▶ _STATED GOAL_:
Repeat the lines from the one containing "q: goblet stem" through the last line, both included.

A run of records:

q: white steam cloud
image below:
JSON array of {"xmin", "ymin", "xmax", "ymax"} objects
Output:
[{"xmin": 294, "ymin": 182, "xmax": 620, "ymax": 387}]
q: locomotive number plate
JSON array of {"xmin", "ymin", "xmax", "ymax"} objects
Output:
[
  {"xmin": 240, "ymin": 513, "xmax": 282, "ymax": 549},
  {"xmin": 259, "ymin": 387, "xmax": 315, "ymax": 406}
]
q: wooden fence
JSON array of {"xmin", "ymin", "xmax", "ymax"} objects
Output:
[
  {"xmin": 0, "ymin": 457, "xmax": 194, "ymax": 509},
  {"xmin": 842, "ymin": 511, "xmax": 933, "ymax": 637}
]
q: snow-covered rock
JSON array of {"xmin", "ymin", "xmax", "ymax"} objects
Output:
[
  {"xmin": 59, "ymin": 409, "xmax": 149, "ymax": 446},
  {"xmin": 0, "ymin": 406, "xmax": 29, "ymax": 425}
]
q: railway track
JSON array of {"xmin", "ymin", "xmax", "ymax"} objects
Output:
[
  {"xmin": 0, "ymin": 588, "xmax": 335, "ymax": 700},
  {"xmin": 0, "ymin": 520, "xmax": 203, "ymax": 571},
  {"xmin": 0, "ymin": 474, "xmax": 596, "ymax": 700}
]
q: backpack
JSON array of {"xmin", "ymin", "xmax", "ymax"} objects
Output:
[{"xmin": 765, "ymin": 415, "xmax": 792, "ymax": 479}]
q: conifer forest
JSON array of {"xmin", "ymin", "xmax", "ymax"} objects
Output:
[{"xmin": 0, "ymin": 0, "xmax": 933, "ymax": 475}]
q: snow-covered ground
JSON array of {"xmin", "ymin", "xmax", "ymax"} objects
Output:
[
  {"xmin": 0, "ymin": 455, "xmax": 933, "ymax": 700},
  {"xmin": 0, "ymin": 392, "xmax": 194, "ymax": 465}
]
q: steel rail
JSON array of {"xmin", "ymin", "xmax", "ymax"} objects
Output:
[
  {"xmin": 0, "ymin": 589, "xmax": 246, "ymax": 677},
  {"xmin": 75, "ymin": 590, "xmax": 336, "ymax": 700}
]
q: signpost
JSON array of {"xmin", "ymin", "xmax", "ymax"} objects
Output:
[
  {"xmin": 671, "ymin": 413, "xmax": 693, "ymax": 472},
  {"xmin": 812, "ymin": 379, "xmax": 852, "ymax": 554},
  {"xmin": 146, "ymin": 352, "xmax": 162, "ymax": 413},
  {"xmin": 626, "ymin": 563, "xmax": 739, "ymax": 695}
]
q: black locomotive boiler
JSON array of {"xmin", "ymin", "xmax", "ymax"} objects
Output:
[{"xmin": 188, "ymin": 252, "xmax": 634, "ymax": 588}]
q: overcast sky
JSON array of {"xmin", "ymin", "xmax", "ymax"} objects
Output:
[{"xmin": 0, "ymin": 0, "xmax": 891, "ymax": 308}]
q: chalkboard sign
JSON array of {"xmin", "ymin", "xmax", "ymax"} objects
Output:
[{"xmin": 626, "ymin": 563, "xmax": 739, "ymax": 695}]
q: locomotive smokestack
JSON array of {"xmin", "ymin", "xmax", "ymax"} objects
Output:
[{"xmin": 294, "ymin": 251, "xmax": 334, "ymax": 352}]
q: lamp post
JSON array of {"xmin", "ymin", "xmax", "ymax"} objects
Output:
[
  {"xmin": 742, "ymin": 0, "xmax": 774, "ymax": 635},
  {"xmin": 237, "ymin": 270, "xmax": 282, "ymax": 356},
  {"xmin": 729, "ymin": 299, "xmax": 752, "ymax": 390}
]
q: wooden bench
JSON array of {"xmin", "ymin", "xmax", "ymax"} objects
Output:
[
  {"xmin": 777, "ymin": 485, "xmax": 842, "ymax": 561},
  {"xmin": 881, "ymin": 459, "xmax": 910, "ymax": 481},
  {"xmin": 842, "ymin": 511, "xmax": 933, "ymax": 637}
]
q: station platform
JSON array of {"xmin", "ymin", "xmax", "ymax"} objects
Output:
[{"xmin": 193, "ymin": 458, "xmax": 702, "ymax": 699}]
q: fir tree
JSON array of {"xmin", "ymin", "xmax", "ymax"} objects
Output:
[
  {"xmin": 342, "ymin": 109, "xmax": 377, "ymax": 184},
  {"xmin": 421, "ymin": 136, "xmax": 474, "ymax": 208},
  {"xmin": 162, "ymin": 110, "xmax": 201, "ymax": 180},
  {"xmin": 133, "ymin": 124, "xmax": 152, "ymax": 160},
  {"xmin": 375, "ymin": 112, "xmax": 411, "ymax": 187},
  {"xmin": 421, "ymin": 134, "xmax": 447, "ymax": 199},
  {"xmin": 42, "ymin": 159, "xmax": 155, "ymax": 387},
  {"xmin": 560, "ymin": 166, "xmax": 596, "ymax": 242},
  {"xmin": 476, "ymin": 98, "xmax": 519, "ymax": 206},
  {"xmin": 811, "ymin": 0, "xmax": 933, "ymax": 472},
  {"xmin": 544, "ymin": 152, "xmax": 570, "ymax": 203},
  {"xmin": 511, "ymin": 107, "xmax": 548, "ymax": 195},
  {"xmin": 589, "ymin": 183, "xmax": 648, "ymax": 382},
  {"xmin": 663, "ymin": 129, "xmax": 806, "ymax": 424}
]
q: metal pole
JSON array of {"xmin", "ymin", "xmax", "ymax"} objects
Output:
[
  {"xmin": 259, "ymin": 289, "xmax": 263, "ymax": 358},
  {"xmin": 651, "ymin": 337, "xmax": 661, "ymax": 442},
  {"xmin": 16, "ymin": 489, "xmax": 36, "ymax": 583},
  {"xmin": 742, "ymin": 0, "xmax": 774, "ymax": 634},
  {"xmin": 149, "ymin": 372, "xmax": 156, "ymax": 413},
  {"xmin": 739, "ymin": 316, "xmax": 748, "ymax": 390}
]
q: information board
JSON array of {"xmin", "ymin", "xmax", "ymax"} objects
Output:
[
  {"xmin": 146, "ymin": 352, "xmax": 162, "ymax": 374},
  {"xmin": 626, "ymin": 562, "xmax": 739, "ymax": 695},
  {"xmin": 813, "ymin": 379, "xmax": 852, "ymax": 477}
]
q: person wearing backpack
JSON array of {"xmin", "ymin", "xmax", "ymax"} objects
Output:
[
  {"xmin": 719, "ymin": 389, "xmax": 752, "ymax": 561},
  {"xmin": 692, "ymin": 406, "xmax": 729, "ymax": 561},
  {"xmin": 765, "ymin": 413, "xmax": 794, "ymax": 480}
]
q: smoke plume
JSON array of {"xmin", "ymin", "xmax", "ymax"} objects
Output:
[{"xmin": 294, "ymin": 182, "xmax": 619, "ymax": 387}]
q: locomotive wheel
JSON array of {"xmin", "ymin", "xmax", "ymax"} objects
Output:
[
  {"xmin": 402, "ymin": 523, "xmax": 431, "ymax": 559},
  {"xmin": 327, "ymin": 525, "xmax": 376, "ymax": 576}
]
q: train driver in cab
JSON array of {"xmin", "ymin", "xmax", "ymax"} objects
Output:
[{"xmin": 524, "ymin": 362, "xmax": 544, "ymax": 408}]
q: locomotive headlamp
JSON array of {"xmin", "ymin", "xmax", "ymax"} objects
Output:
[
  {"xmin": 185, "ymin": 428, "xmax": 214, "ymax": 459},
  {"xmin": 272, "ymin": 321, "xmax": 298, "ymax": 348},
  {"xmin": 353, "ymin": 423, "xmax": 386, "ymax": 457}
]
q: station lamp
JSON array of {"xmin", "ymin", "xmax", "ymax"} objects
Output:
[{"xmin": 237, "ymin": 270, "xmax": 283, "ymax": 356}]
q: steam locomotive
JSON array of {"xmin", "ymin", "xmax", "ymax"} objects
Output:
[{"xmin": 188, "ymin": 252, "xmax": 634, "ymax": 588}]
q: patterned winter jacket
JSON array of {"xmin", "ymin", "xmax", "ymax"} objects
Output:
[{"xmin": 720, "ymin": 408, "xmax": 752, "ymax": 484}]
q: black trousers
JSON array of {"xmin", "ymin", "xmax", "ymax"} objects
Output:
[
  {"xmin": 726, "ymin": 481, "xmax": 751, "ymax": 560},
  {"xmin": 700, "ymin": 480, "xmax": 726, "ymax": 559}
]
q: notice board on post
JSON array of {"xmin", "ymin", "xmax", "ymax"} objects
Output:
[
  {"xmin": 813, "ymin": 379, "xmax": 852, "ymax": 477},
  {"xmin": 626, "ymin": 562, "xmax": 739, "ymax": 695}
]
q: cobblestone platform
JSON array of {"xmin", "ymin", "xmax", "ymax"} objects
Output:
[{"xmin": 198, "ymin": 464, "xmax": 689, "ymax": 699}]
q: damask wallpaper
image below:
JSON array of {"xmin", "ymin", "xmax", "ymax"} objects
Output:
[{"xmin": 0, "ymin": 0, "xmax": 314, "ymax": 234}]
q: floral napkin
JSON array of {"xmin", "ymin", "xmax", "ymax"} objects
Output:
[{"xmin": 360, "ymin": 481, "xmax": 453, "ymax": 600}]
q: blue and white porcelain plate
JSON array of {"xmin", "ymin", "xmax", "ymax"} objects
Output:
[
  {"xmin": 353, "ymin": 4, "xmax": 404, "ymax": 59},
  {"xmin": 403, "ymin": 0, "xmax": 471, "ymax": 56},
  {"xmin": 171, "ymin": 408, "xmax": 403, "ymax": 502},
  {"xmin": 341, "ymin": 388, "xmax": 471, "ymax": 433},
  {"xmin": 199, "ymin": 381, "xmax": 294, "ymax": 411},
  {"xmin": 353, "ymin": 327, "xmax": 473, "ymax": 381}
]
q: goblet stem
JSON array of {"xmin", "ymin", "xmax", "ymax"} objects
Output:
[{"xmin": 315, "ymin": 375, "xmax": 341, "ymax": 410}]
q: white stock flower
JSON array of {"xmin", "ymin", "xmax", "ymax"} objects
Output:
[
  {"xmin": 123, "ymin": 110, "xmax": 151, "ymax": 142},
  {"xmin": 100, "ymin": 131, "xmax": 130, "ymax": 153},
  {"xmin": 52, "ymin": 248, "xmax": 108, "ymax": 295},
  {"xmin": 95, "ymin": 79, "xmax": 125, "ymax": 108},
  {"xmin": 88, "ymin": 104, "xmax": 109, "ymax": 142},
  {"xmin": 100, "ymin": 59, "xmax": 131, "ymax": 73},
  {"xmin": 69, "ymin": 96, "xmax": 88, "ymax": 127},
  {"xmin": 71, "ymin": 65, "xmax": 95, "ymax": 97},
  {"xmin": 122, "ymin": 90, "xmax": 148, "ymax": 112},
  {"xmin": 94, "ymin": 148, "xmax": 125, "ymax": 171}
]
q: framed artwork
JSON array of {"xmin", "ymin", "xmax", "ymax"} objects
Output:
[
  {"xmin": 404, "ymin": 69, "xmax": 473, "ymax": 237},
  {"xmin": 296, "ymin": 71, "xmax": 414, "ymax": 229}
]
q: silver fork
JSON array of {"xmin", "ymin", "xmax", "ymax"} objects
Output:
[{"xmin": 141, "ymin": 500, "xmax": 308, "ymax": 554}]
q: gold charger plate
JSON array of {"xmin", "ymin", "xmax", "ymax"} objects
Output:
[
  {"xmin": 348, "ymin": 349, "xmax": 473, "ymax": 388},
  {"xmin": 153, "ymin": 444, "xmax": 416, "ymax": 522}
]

▶ _REPLY TO THE TASK_:
q: goblet stem
JSON array of {"xmin", "ymin", "xmax", "ymax"} objects
Output:
[{"xmin": 315, "ymin": 375, "xmax": 341, "ymax": 410}]
q: white stock flower
JSON array of {"xmin", "ymin", "xmax", "ymax"} objects
Output:
[
  {"xmin": 123, "ymin": 110, "xmax": 151, "ymax": 142},
  {"xmin": 100, "ymin": 131, "xmax": 130, "ymax": 153},
  {"xmin": 52, "ymin": 248, "xmax": 108, "ymax": 295},
  {"xmin": 95, "ymin": 79, "xmax": 125, "ymax": 108},
  {"xmin": 88, "ymin": 104, "xmax": 109, "ymax": 142},
  {"xmin": 100, "ymin": 59, "xmax": 131, "ymax": 73},
  {"xmin": 69, "ymin": 96, "xmax": 88, "ymax": 127},
  {"xmin": 71, "ymin": 65, "xmax": 95, "ymax": 97},
  {"xmin": 122, "ymin": 90, "xmax": 148, "ymax": 112},
  {"xmin": 94, "ymin": 148, "xmax": 125, "ymax": 171}
]
q: framed artwork
JSON array of {"xmin", "ymin", "xmax", "ymax"} objects
Output:
[
  {"xmin": 404, "ymin": 69, "xmax": 473, "ymax": 237},
  {"xmin": 296, "ymin": 71, "xmax": 414, "ymax": 229}
]
q: silver fork
JSON array of {"xmin", "ymin", "xmax", "ymax"} objects
Output:
[{"xmin": 141, "ymin": 500, "xmax": 308, "ymax": 554}]
q: gold charger plate
JSON array of {"xmin", "ymin", "xmax", "ymax"} objects
Output:
[
  {"xmin": 348, "ymin": 349, "xmax": 473, "ymax": 388},
  {"xmin": 153, "ymin": 444, "xmax": 416, "ymax": 522}
]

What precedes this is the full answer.